WHAT THE TASK ASKS
Reproduce verbatim only the lines from the one containing "For the mapping pass, tag each instance of the rubble" through the last line below, both included.

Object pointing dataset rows
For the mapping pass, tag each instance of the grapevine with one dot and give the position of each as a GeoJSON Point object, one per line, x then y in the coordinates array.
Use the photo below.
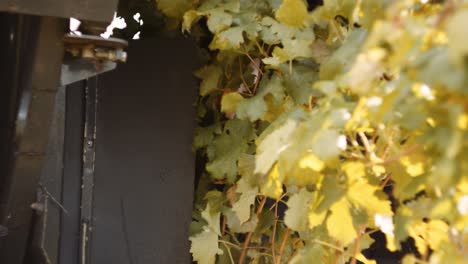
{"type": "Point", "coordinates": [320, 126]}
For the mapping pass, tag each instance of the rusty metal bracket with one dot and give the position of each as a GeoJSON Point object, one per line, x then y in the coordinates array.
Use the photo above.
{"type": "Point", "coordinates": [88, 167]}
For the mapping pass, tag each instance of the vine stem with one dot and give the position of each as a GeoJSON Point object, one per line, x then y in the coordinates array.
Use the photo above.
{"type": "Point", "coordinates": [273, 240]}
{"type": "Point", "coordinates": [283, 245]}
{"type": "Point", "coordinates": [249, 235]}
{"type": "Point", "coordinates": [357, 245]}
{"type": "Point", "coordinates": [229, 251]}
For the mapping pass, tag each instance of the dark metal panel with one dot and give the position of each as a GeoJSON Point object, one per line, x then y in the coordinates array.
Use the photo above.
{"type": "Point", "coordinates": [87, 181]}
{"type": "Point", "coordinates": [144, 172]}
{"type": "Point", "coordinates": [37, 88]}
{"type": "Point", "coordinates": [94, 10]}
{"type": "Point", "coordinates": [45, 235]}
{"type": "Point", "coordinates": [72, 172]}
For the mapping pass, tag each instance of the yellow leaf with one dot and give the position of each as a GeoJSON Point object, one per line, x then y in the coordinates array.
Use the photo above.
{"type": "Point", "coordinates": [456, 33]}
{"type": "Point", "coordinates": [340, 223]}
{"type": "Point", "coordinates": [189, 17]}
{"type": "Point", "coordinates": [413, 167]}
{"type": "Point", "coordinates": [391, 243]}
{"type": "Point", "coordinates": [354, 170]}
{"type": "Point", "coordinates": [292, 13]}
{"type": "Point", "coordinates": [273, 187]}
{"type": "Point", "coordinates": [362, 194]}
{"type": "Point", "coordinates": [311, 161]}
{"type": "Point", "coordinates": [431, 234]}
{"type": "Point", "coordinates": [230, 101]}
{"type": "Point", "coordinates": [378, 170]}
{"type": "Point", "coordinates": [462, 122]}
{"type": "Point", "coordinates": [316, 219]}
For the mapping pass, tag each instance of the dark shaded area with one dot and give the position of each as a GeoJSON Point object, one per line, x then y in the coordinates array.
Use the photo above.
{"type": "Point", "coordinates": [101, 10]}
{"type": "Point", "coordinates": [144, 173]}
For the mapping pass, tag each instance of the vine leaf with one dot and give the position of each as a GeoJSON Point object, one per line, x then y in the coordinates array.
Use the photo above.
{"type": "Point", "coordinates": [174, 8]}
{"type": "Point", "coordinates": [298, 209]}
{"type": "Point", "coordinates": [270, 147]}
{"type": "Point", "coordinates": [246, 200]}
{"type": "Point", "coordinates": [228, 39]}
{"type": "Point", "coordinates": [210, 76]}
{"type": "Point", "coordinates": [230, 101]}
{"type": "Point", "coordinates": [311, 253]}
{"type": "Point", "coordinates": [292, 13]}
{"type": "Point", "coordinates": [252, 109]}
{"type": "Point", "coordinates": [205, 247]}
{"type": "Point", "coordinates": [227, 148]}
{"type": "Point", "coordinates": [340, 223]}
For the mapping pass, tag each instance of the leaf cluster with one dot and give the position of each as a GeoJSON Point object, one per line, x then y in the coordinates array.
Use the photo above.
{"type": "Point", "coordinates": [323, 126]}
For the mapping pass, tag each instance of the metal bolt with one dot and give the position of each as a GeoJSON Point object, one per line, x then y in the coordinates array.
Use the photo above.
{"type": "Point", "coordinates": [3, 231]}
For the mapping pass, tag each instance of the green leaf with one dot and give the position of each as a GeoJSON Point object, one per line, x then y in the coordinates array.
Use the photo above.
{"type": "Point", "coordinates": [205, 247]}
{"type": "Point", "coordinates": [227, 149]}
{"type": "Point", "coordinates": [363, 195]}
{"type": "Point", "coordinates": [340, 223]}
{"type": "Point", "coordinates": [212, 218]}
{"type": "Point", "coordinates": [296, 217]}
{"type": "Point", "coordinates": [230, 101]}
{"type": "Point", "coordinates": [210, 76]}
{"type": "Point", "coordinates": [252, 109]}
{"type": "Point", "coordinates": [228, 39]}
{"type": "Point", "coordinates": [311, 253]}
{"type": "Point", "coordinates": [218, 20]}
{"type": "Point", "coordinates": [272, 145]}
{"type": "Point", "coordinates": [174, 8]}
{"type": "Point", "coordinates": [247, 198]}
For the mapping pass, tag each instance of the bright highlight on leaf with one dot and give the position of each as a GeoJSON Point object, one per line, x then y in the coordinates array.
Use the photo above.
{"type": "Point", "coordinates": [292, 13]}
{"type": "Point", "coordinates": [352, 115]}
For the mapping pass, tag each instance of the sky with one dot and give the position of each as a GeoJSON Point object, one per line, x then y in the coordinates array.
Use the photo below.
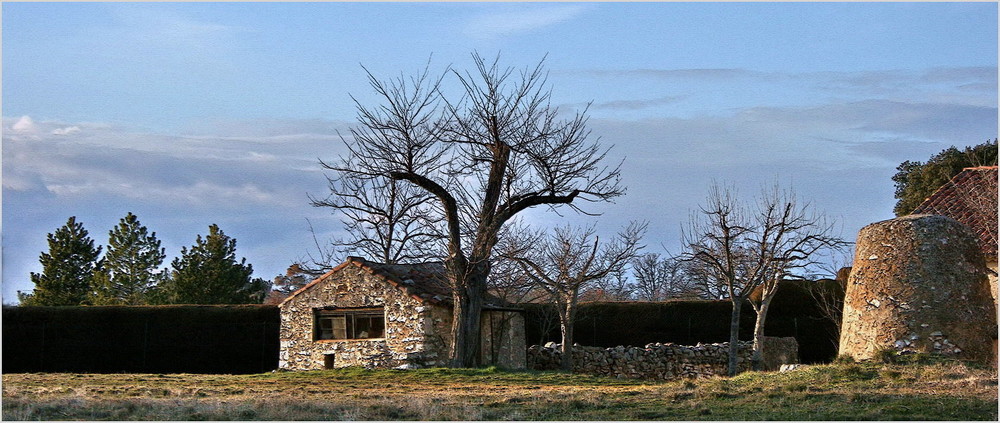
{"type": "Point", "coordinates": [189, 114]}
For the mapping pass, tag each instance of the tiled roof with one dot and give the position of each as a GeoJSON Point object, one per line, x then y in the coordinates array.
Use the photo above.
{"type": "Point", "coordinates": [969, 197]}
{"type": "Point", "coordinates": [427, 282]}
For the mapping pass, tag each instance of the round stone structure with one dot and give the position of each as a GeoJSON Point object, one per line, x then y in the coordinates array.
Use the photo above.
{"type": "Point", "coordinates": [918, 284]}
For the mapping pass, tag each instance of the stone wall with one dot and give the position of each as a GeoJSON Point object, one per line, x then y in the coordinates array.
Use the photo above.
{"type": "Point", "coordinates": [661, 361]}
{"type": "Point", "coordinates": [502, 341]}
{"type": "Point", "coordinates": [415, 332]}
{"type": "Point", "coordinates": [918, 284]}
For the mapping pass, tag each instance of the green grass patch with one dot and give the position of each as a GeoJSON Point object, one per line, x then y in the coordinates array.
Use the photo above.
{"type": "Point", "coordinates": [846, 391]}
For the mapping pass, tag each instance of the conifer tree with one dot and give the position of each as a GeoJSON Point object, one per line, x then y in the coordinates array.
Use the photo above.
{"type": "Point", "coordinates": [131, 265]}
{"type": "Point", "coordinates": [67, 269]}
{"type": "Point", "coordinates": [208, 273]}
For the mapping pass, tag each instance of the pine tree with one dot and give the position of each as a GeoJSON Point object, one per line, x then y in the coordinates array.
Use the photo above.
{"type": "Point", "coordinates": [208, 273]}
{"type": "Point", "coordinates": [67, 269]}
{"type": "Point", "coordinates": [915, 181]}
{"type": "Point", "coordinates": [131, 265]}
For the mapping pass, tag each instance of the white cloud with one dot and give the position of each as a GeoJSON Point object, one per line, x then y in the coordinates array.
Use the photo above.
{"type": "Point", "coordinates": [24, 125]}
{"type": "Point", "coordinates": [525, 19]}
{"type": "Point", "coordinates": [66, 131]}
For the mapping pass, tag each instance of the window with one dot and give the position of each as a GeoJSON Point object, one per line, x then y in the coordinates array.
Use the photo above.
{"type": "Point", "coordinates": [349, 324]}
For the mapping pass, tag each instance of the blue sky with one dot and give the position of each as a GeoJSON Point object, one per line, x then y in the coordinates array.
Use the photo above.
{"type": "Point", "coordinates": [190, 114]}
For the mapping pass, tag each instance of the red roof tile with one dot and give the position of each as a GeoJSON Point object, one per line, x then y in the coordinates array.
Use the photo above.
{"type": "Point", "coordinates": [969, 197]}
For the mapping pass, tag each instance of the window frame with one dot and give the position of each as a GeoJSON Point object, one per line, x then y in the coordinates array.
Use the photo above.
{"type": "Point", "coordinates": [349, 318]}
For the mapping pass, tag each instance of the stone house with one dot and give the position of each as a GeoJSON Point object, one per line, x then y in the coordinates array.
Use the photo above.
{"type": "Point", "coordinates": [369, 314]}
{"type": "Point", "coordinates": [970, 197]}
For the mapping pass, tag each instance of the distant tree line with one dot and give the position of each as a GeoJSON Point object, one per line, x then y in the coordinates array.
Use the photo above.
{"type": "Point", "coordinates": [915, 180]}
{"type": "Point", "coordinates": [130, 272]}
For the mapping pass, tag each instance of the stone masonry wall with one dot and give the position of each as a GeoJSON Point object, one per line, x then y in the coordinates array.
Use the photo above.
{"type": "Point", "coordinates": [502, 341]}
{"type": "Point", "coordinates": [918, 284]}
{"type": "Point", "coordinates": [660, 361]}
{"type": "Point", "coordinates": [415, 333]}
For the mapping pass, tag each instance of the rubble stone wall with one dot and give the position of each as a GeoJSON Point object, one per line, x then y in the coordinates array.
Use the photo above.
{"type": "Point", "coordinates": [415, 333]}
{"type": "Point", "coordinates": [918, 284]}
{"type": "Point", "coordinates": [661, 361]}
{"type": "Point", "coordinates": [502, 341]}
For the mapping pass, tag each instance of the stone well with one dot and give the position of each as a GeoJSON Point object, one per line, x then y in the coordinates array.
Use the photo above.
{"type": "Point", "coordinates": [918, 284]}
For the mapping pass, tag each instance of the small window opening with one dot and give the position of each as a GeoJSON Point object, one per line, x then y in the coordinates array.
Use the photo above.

SOLUTION TO THE EXERCISE
For the mapping pass, tag each instance of the rubble stone wall with one dot and give the position of each as a GeoJSON Point object, one per line, x then y in the coordinates array.
Use the photo above.
{"type": "Point", "coordinates": [415, 333]}
{"type": "Point", "coordinates": [918, 284]}
{"type": "Point", "coordinates": [661, 361]}
{"type": "Point", "coordinates": [502, 341]}
For the mapping pass, tag each instance of the stone well with one dot and give the position of each as a GeoJSON Point object, one per line, x then y in the coordinates array.
Use the photo above.
{"type": "Point", "coordinates": [918, 284]}
For the mapping pass, tag each instance of the small window opening with one dot and give the position of each as a GeoJSON Point object, one per line, x then y in the coordinates array.
Use the photo above.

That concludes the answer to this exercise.